● WORK REQUIRED
Please show each line of the records below that contains the word "blue".

[Dataset items]
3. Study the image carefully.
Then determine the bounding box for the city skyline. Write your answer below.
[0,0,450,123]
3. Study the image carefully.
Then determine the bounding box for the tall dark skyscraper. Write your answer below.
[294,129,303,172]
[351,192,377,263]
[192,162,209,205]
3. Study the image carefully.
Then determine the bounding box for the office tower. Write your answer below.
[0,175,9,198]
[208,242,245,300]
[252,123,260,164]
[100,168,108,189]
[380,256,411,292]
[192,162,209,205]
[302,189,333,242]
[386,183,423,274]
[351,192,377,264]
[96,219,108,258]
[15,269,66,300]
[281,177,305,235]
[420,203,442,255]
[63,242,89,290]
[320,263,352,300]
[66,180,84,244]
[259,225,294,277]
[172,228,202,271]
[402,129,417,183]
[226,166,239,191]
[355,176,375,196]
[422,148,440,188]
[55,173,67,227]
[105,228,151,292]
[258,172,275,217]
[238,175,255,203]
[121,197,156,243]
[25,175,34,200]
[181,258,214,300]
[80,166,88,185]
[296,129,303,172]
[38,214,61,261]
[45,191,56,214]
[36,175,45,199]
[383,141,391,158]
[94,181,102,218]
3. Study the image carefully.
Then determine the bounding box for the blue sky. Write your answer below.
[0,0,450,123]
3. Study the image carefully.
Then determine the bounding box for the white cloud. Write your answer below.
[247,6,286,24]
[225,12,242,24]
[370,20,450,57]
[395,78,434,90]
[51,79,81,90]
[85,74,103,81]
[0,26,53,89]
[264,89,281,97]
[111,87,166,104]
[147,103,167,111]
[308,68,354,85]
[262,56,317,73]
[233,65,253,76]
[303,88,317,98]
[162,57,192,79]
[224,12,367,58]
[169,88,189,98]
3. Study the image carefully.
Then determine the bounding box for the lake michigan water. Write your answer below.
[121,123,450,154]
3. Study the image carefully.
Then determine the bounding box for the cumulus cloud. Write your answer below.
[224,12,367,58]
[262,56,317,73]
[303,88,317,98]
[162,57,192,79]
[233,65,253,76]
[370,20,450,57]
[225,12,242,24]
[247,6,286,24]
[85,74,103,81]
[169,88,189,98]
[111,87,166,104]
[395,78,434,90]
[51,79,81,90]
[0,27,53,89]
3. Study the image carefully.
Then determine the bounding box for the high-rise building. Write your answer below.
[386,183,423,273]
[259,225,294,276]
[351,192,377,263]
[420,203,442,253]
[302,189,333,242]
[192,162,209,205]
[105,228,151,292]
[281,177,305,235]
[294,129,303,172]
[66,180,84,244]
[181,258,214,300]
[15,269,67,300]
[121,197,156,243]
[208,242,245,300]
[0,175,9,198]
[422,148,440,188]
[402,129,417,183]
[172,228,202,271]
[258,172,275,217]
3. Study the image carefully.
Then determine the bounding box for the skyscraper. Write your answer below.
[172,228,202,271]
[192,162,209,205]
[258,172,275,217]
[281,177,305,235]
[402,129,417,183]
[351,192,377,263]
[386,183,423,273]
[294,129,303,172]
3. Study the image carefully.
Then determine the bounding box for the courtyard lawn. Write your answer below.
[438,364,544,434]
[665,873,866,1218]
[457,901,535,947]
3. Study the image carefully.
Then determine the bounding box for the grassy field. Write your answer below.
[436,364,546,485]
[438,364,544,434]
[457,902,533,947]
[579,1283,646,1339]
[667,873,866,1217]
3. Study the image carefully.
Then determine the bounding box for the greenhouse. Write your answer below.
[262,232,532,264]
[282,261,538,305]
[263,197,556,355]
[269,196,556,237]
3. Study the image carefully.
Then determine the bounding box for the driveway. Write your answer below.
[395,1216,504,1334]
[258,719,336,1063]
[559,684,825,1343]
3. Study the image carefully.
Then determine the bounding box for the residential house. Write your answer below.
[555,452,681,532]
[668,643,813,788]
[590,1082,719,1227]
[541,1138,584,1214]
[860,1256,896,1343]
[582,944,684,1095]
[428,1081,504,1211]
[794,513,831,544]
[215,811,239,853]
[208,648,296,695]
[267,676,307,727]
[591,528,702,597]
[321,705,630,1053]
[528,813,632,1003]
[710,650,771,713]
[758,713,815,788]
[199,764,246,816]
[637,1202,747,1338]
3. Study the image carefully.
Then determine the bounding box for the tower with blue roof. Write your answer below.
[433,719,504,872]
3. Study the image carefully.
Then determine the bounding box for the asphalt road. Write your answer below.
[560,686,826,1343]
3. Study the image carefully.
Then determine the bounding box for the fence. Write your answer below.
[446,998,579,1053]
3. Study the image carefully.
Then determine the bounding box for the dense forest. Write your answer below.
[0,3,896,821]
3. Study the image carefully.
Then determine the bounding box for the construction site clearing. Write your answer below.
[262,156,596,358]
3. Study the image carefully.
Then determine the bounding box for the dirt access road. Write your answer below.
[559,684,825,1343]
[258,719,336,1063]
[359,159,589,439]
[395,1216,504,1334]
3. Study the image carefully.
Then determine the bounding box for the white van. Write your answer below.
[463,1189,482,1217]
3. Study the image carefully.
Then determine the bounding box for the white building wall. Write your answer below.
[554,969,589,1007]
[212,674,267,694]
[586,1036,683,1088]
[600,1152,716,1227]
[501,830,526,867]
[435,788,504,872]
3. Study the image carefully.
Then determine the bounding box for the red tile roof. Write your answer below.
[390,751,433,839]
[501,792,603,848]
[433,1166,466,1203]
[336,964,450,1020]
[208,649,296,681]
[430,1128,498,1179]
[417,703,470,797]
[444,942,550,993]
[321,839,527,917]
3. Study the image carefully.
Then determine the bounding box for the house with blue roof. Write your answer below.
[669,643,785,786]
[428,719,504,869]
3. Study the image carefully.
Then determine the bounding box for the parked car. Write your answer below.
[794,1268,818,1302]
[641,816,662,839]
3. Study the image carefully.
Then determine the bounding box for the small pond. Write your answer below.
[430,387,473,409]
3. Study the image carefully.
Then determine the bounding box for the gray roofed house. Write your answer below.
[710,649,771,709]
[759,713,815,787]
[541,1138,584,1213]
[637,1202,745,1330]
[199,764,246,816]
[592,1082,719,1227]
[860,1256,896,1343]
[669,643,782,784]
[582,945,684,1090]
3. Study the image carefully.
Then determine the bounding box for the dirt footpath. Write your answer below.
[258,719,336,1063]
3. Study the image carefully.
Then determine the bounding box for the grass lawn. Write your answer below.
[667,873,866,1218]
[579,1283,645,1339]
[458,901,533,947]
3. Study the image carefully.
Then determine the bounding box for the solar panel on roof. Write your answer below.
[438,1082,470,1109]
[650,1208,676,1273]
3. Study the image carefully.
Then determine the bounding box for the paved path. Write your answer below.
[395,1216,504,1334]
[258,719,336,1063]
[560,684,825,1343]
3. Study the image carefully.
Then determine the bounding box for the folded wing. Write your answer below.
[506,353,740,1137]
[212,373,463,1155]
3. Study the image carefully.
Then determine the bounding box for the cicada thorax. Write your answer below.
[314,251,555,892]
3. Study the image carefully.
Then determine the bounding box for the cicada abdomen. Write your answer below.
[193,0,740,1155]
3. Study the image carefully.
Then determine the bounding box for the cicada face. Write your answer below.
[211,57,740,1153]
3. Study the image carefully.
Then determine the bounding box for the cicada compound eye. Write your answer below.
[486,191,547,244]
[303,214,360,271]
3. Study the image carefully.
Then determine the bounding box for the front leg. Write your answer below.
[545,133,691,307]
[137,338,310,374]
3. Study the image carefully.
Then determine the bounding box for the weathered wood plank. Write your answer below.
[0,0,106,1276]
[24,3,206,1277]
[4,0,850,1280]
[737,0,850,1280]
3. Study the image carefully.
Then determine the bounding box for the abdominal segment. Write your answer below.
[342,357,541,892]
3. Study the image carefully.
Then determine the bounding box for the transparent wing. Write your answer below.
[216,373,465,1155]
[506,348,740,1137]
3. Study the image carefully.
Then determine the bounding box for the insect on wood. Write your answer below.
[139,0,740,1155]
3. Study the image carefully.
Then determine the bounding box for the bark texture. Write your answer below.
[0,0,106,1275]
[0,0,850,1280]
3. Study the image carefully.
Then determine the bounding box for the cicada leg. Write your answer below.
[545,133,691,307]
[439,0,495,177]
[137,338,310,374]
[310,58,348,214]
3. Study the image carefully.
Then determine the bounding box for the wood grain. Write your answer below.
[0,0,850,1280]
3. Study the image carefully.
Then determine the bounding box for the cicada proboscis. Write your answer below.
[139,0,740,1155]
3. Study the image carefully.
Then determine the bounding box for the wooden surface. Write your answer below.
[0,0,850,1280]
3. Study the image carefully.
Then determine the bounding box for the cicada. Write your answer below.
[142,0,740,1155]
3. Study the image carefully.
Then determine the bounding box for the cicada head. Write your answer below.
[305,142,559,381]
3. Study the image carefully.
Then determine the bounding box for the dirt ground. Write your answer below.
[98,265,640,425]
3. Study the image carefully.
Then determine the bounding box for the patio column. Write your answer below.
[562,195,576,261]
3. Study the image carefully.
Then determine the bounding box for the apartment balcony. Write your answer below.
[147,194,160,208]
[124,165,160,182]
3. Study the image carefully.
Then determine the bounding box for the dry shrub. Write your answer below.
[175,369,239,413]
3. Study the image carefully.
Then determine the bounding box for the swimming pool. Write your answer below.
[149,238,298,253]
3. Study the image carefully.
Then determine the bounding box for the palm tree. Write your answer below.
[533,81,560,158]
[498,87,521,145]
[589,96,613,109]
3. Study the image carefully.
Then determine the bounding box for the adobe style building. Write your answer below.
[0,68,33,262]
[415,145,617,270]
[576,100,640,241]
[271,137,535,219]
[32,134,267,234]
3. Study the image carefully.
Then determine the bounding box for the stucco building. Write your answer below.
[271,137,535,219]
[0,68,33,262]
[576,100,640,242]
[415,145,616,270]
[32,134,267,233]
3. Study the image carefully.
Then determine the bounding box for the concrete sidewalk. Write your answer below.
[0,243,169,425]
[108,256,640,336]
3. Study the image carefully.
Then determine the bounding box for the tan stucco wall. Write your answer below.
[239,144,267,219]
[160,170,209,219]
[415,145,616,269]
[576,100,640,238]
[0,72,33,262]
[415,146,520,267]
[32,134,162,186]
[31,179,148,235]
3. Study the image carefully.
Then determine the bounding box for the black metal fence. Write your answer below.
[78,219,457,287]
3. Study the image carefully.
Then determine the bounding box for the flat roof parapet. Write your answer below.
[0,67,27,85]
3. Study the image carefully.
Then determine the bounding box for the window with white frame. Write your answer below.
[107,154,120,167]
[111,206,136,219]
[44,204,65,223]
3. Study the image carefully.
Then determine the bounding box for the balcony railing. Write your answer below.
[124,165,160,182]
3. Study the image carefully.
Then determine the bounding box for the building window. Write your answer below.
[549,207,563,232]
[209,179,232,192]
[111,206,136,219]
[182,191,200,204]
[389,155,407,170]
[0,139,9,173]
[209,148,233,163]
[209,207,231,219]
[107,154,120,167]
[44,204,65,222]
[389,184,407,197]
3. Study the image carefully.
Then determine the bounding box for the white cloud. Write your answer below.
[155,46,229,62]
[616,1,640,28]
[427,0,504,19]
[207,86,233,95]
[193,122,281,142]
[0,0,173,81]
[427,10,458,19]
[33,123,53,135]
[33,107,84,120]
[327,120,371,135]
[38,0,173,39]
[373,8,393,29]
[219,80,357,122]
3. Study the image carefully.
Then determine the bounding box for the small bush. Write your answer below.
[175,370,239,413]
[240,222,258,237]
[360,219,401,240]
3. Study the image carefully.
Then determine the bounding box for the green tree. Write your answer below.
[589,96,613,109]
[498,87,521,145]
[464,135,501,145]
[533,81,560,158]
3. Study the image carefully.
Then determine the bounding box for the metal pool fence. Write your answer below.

● ANSWER BELOW
Then determine the bounding box for the blue sky. Write your answer below.
Then determine the bounding box for the tower with blue roof. Write your answer below.
Then determine the bounding box for the house with blue roof. Write your answer below.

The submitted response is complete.